[START Provided passage]

Hacker Newsnew | past | comments | ask | show | jobs | submitlogin
TuneNN: A transformer-based network model for pitch detection (github.com/tunenn)
112 points by CMLab on Dec 19, 2023 | hide | past | favorite | 39 comments


Could someone fill me in why would machine learning be necessary for pitch detection? Isn't it something that could just be solved with FFT or it's a much more complicated task?


Pitch is a *subjective* property, inherently tied to the complex processing humans use to perceive sounds. “Simple” physical measures like fundamental frequency of a periodic signal are very closely related, but for real-world audio (aren’t really periodic), the relationship is more complicated.


Could you elaborate a bit more? It seems to me like the note being played would always correspond to the fundamental frequency observed. When is this not the case? Maybe as the note rings out, the fundamental frequency and first few overtones lose power, and all that's still audible are the higher overtones?


There is a nice little rabbit hole to go in to: psychoacoustics of church bells.

https://www.hibberts.co.uk/what-note-do-we-hear-when-a-bell-...

[END Provided passage]
[START Provided material]

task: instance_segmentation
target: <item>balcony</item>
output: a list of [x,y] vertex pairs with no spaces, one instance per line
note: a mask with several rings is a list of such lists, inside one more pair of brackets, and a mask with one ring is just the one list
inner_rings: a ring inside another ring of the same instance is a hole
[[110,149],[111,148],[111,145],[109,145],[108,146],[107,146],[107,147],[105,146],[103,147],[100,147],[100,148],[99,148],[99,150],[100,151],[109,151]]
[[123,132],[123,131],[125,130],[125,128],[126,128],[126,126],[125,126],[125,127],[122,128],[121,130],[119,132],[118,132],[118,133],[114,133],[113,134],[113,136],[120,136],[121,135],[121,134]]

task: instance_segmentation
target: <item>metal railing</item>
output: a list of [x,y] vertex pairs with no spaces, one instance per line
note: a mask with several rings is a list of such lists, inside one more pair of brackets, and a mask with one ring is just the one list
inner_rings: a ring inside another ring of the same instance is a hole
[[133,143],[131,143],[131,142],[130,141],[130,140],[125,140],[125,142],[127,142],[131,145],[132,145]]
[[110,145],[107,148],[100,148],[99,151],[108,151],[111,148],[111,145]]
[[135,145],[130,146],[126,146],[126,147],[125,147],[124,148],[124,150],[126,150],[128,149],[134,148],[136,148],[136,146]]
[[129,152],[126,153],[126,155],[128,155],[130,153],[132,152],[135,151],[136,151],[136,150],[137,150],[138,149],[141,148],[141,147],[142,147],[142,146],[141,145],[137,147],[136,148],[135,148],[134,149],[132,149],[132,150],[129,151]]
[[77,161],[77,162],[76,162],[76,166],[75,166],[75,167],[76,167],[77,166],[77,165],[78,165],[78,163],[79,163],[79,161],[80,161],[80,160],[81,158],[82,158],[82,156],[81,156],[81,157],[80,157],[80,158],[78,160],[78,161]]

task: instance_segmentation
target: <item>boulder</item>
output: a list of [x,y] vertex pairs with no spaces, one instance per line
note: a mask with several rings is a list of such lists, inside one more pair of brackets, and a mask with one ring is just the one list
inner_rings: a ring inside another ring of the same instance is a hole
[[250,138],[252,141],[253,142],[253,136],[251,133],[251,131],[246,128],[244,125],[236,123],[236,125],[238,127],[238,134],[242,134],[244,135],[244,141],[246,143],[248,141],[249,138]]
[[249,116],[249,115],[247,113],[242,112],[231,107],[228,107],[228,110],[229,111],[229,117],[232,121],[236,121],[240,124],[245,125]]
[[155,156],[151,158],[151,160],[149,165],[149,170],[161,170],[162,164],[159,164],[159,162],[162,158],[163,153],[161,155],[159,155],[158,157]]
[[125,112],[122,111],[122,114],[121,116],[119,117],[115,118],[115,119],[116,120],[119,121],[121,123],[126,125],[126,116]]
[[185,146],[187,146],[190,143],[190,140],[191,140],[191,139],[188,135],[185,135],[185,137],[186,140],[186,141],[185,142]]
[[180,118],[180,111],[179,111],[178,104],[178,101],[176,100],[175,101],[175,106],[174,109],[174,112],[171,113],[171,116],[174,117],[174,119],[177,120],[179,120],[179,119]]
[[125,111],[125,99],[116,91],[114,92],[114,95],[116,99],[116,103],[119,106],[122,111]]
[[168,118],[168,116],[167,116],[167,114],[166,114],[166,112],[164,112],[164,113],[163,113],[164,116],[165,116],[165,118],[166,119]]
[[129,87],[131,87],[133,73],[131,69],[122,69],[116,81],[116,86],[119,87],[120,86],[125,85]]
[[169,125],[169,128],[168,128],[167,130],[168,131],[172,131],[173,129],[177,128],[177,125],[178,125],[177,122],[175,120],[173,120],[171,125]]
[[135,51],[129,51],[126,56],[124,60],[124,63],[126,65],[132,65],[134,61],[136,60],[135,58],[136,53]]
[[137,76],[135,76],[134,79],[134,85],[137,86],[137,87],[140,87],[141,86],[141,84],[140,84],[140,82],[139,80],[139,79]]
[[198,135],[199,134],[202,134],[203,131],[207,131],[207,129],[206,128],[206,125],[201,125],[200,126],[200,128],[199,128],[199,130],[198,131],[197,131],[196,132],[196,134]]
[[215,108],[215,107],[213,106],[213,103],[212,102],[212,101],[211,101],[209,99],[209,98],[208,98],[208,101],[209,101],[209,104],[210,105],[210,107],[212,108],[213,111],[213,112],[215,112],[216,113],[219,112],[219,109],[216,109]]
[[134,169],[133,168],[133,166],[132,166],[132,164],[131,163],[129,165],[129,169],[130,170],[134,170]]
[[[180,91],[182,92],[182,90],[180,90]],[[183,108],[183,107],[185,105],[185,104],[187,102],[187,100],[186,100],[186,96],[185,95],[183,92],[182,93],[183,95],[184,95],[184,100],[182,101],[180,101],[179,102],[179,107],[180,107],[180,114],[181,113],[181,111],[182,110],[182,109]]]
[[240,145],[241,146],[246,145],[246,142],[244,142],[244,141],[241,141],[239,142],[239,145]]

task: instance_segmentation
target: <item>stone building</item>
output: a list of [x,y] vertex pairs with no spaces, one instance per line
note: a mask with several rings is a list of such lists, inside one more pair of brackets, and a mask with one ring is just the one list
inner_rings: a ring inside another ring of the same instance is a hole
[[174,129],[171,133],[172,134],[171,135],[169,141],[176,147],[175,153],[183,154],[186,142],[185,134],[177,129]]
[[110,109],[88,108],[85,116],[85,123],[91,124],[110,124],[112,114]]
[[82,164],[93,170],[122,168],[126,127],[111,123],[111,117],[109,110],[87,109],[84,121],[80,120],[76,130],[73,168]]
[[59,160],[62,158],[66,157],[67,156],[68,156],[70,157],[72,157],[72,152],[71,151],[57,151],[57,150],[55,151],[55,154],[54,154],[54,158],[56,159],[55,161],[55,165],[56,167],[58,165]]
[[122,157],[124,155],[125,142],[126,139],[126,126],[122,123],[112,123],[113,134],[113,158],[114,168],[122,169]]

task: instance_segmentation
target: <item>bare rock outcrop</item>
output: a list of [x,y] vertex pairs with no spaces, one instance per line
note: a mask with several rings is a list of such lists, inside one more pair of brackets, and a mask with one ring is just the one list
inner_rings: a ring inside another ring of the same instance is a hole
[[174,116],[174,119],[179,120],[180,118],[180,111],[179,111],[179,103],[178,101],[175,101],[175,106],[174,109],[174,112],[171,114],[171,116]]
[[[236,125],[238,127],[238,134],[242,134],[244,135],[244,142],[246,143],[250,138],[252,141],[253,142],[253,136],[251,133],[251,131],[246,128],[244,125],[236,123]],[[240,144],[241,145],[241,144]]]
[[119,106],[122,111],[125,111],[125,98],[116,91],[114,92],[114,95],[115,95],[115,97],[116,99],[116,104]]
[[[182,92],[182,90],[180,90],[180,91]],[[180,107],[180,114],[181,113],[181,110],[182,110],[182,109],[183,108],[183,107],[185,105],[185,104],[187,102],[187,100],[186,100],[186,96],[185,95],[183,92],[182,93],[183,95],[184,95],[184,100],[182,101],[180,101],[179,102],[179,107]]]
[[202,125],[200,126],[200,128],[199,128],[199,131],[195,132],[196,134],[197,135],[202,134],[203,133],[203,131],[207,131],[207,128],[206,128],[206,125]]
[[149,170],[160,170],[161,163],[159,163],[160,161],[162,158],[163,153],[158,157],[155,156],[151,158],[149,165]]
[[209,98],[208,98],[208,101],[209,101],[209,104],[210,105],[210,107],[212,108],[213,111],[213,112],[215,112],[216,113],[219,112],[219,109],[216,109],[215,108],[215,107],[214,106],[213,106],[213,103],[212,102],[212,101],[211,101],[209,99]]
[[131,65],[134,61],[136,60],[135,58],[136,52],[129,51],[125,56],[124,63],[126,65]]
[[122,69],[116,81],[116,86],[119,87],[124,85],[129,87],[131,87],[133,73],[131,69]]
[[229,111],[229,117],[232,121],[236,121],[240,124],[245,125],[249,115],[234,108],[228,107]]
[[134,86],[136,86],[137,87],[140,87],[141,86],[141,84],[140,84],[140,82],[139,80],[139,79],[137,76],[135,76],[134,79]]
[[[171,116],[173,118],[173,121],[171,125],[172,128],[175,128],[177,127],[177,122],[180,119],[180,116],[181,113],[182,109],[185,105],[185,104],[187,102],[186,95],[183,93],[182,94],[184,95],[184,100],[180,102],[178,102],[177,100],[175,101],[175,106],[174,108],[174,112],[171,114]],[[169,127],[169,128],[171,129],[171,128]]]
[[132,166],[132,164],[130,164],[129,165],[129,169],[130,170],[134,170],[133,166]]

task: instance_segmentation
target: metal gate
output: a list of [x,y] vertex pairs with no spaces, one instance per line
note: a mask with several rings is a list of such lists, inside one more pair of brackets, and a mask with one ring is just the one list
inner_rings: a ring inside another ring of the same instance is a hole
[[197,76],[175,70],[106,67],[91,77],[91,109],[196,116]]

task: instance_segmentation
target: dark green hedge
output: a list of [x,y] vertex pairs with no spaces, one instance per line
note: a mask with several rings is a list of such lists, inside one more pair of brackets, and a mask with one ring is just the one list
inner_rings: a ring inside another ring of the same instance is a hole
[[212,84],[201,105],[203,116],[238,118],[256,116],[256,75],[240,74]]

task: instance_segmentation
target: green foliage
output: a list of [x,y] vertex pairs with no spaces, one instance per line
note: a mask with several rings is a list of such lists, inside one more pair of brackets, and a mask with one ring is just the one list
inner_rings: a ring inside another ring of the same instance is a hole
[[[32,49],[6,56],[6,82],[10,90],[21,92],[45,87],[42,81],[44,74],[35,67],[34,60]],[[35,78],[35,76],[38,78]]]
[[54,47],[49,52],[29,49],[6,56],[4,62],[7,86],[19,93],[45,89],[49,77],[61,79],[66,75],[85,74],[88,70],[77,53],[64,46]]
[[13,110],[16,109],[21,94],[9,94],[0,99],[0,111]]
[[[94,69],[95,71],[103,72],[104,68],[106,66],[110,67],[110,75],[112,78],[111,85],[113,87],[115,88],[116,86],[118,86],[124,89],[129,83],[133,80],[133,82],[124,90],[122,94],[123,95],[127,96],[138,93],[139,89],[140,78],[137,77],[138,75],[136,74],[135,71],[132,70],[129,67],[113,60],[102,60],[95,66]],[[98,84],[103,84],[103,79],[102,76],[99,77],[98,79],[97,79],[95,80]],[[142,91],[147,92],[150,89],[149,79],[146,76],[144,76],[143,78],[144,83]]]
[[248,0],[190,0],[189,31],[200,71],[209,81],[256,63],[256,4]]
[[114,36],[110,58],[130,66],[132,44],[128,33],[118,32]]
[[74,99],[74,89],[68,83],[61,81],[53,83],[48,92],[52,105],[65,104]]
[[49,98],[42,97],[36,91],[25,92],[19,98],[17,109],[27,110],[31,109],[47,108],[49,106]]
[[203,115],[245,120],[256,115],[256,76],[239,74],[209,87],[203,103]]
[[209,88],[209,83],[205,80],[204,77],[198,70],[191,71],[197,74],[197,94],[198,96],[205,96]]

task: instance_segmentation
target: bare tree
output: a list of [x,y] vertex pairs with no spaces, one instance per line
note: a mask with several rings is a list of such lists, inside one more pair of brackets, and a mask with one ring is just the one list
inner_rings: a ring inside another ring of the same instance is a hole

[END Provided material]

> Given task 1: Extract the stretch of the pitch detection thread from "Could someone fill" through "is more complicated.".
> Given task 2:
Answer these questions from the pitch detection thread:
(a) How many points did the TuneNN post receive?
(b) What kind of property does one commenter call pitch?
(c) What rabbit hole does a commenter suggest looking into?
> Given task 3:
Do these statements agree with the pitch detection thread? Answer yes or no for each, and quote the words of the thread that decide it.
(a) The TuneNN post was submitted by CMLab.
(b) The thread has 50 comments.
(c) One commenter says real-world audio is truly periodic.
Rely on the pitch detection thread alone.

> Correct output 1:
Could someone fill me in why would machine learning be necessary for pitch detection? Isn't it something that could just be solved with FFT or it's a much more complicated task?


Pitch is a *subjective* property, inherently tied to the complex processing humans use to perceive sounds. “Simple” physical measures like fundamental frequency of a periodic signal are very closely related, but for real-world audio (aren’t really periodic), the relationship is more complicated.

> Correct output 2:
(a) 112 points.
(b) A subjective property.
(c) The psychoacoustics of church bells.

> Correct output 3:
(a) Yes: "112 points by CMLab on Dec 19, 2023"
(b) No: "39 comments"
(c) No: "for real-world audio (aren’t really periodic)"